(Point labeling examples)
+===+

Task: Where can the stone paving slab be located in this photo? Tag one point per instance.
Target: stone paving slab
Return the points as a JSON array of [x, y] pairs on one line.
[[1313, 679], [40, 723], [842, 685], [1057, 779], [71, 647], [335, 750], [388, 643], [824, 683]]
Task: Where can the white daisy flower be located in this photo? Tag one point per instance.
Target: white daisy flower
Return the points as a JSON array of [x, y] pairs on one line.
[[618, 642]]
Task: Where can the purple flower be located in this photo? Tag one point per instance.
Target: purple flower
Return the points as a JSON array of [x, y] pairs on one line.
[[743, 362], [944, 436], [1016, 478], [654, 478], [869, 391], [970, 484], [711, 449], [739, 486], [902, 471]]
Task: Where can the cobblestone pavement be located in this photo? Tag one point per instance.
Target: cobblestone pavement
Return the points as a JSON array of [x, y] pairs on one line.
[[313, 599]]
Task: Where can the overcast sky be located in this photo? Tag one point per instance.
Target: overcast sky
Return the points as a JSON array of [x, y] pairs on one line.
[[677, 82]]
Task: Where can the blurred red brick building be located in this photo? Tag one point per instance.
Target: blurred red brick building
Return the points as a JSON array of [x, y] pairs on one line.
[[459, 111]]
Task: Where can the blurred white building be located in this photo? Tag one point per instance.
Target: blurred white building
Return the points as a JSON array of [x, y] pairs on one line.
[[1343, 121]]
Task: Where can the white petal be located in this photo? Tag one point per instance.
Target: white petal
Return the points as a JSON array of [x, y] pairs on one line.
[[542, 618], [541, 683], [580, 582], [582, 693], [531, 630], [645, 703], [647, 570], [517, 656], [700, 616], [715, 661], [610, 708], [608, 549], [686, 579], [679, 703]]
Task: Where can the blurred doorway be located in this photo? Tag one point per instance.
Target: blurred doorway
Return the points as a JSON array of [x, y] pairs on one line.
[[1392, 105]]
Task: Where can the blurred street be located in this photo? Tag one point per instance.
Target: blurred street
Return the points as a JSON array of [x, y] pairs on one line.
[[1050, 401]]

+===+

Please give back all of the records exactly as written.

COMPLETE RESPONSE.
Task: Where can the stone paving slab be located in this photo? Tag one point per instance.
Target: stone paving slab
Return the points as a JSON array of [x, y] pairs on one line.
[[1313, 679], [40, 723], [842, 685], [1057, 779], [71, 647], [335, 750], [388, 643], [824, 683]]
Task: Where can the white daisy flower be located in this photo? Tag one point per instance.
Target: white daisy flower
Return the points as a JSON array of [x, y] pairs on one line.
[[618, 642]]
Task: Where can the purple flower be located in this photo? Tag one point per instance.
Target: purple flower
Return the points as a JSON array of [x, y] pairs on one line.
[[743, 362], [944, 436], [1016, 478], [654, 478], [869, 391], [970, 484], [711, 449], [739, 486], [902, 471]]
Task: Where can the cobblestone pavement be located in this photo? Tag one point per instance.
Target: cobblestone pavement
Return the points as a JSON array of [x, y] pairs on one line.
[[313, 599]]
Task: Where can the overcast sky be located in this photo? Tag one point per instance.
Target: overcast sky
Return the points as a JSON array of [x, y] pairs on one line.
[[677, 82]]
Task: Where can the blurred red brick building be located in this photo? Tag one point per instance.
Target: blurred red brick building
Return the points as a JSON array of [x, y] pairs on one line.
[[459, 111]]
Task: Where can the blurred white building be located in this photo? Tag one point per instance.
Target: blurred white building
Return the points as a JSON array of [x, y] pairs on one line.
[[1343, 121]]
Task: Where can the white petal be located in this photo? Tag one point per instance.
Target: white petal
Return the points as a JSON array of [x, y] pairs on one line.
[[542, 618], [541, 683], [580, 582], [582, 693], [531, 630], [645, 703], [647, 570], [517, 656], [700, 616], [715, 661], [610, 708], [608, 549], [686, 579], [679, 703]]
Task: Where can the blurred doorway be located in this photo? Tag one point per instance.
Target: blurred doorway
Return the points as a JSON array of [x, y] pairs on one line.
[[1392, 105]]
Task: Where can the blurred street be located in this photo? Tag one point per instance.
Target: blurred street
Return the points as a JSON array of [x, y] pairs on one line.
[[1050, 401]]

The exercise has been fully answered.